**TEXT PASSAGE:**
- Host city: Regina, Saskatchewan
- Arena: Agridome
- Dates: November 7–10
- Winner: Team North America

Score Breakdown
- Discipline: NA / World
- Mixed Doubles: 12 / 24
- Women's Team: 24 / 12
- Men's Team: 24 / 12
- Singles: 8 / 24
- Women's Skins: 66 / 64
- Men's Skins: 73 / 57
- Total: 207 / 193

= 2002 Continental Cup of Curling =

The Keg 2002 Continental Cup of Curling was held at the Agridome in Regina, Saskatchewan November 7–10. It was the very first edition of the event. North America defeated their European counterparts 207-193. Despite the fact that all the teams were from Europe, North America's opposition was known as Team World. Later events would name the team "Team Europe" until 2008, when "Team World" was re-adopted after the inclusion of Chinese teams.

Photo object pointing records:
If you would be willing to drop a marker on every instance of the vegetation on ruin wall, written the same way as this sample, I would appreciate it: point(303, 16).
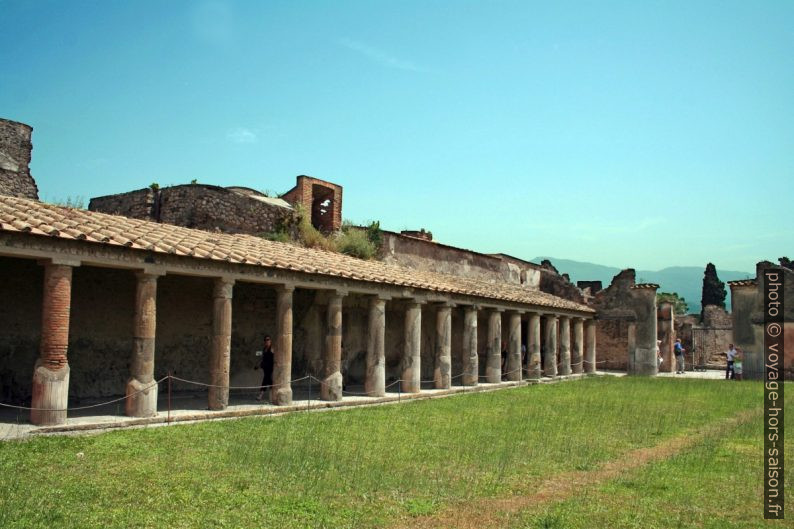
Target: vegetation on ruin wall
point(383, 466)
point(679, 303)
point(350, 240)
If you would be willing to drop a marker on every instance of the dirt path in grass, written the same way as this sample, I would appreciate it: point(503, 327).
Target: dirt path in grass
point(497, 512)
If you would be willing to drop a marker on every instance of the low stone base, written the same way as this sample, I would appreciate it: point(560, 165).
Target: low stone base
point(141, 399)
point(332, 387)
point(281, 396)
point(50, 395)
point(442, 375)
point(218, 398)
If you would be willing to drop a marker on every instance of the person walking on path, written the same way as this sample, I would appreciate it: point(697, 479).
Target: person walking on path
point(679, 356)
point(737, 365)
point(267, 366)
point(729, 370)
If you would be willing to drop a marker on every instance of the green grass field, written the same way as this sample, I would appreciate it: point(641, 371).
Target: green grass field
point(392, 465)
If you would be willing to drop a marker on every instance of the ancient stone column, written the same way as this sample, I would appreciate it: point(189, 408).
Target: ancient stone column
point(577, 353)
point(331, 388)
point(471, 368)
point(220, 355)
point(412, 360)
point(590, 358)
point(51, 372)
point(375, 384)
point(666, 328)
point(514, 367)
point(565, 345)
point(281, 392)
point(645, 359)
point(442, 374)
point(550, 357)
point(141, 388)
point(631, 344)
point(493, 349)
point(533, 346)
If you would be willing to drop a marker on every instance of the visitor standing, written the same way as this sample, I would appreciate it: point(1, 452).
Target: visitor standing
point(737, 364)
point(679, 351)
point(731, 355)
point(267, 366)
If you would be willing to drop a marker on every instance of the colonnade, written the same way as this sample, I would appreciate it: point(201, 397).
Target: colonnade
point(51, 372)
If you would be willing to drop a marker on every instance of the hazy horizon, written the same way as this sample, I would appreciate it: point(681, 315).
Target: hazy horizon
point(622, 133)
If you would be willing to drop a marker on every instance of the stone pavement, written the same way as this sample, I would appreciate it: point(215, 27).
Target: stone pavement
point(192, 407)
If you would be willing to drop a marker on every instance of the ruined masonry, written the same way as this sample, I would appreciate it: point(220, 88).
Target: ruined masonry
point(105, 304)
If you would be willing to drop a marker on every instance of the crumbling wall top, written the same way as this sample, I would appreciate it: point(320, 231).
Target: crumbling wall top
point(15, 152)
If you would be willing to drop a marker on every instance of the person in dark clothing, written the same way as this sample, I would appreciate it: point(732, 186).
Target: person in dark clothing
point(267, 366)
point(504, 359)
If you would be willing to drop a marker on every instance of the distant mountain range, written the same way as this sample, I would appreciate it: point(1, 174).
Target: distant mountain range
point(687, 281)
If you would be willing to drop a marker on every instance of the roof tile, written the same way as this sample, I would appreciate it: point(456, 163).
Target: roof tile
point(30, 216)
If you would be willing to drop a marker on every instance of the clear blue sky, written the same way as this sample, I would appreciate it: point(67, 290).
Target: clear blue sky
point(644, 134)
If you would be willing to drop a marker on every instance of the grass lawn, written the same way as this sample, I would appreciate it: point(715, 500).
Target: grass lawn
point(379, 466)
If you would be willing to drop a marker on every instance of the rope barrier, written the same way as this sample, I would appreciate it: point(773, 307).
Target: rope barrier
point(397, 382)
point(147, 388)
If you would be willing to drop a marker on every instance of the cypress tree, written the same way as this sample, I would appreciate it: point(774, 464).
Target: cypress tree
point(713, 289)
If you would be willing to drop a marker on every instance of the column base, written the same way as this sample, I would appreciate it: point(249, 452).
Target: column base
point(141, 398)
point(50, 394)
point(281, 396)
point(331, 388)
point(218, 398)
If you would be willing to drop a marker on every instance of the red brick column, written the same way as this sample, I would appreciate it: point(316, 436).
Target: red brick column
point(331, 388)
point(220, 355)
point(51, 372)
point(141, 389)
point(281, 392)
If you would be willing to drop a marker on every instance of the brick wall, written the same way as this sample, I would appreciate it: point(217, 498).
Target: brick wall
point(101, 327)
point(15, 152)
point(199, 206)
point(303, 194)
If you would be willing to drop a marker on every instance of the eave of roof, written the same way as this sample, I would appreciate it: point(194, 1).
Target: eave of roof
point(36, 218)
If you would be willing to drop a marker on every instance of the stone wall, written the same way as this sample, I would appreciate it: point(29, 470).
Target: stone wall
point(101, 326)
point(309, 193)
point(557, 284)
point(15, 152)
point(747, 300)
point(712, 337)
point(626, 325)
point(425, 255)
point(201, 206)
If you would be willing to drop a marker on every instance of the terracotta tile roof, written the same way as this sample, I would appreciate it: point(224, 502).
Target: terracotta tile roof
point(646, 285)
point(36, 218)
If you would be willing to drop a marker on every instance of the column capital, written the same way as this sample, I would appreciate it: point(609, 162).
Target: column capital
point(287, 287)
point(149, 272)
point(381, 297)
point(223, 287)
point(60, 261)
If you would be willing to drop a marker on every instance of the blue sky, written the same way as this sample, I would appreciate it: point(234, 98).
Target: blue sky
point(644, 134)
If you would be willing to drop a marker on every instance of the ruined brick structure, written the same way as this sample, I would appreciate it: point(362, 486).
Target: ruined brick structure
point(626, 325)
point(207, 207)
point(321, 199)
point(711, 337)
point(747, 300)
point(132, 298)
point(15, 151)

**WHAT YOU NEED TO DO:** Continue the text about the 2002 Continental Cup of Curling, picking up after its final sentence. The listing has nothing to do with the curling text.

**TASK RESULT:**
==Teams==
===World===
- SUI Luzia Ebnöther, Carmen Küng, Tanya Frei, Nadia Röthlisberger
- SWE Elisabet Gustafson, Katarina Nyberg, Louise Marmont, Elisabeth Persson
- SWE Peja Lindholm, Tomas Nordin, Magnus Swartling, Peter Narup
- SCO Hammy McMillan, Norman Brown, Hugh Aitken, Roger McIntyre
- SCO Rhona Martin, Debbie Knox, Fiona MacDonald, Janice Rankin
- NOR Pål Trulsen, Lars Vågberg, Flemming Davanger, Bent Ånund Ramsfjell

===North America===
- CAN David Nedohin, Randy Ferbey, Scott Pfeifer, Marcel Rocque
- CAN Colleen Jones, Kim Kelly, Mary-Anne Waye, Nancy Delahunt
- USA Patti Lank, Erika Brown, Nicole Joraanstad, Natalie Nicholson
- CAN Kelley Law, Julie Skinner, Georgina Wheatcroft, Diane Dezura
- CAN Kevin Martin, Don Walchuk, Carter Rycroft, Don Bartlett
- USA Paul Pustovar, Mike Fraboni, Geoff Goodland, Richard Maskel

==Mixed doubles==
(Each game worth six points)

- World (Vågberg/Ebnöther) 9-6 North America (Walchuk/Law)
- World (Nordin/Gustafson) 7-5 North America (Ferbey/Jones)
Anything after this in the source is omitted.